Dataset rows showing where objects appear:
########################################
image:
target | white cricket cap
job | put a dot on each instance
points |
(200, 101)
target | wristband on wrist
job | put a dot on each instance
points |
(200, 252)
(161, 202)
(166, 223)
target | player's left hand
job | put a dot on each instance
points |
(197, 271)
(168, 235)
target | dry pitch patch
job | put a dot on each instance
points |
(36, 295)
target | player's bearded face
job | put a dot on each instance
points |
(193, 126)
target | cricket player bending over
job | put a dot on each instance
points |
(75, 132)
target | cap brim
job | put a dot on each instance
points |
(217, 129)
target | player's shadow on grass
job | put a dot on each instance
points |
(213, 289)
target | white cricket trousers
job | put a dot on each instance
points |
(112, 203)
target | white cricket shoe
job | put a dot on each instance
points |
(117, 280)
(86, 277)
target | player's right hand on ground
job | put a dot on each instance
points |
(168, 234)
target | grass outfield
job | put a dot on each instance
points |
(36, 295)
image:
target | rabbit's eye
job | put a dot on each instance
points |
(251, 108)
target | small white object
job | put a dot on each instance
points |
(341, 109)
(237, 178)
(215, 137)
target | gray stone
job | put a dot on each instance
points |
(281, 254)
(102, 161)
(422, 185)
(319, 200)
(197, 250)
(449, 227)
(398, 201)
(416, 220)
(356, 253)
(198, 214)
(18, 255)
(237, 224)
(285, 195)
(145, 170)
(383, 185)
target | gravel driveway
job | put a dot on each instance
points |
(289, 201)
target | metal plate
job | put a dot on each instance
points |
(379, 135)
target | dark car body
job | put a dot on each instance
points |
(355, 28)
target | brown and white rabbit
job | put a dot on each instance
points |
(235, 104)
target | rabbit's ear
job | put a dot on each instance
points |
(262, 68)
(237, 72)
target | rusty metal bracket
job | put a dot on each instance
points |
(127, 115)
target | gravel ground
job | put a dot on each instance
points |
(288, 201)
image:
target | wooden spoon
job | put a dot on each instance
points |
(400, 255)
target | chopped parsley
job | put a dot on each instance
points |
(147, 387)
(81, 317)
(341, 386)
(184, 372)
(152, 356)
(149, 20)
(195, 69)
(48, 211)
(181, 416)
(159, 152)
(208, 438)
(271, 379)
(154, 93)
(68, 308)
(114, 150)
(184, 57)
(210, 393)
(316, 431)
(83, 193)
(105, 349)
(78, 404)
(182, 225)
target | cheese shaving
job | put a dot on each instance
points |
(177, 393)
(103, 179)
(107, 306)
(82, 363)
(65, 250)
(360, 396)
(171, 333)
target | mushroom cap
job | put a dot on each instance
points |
########################################
* Aim *
Repeat the stretch of the data from the line containing "target | chopped parsley" through the end of the data.

* Result *
target | chopped parsley
job | put a dot on each instance
points |
(147, 387)
(81, 317)
(341, 386)
(184, 372)
(152, 356)
(149, 20)
(195, 69)
(48, 211)
(181, 416)
(159, 152)
(208, 438)
(271, 379)
(154, 93)
(68, 308)
(114, 150)
(184, 57)
(210, 393)
(316, 431)
(83, 193)
(105, 349)
(78, 404)
(182, 225)
target | cheese shaving
job | put a dot on each instance
points |
(177, 393)
(103, 179)
(107, 306)
(82, 363)
(65, 250)
(360, 396)
(171, 333)
target | mushroom cap
job | put a dot on each instance
points |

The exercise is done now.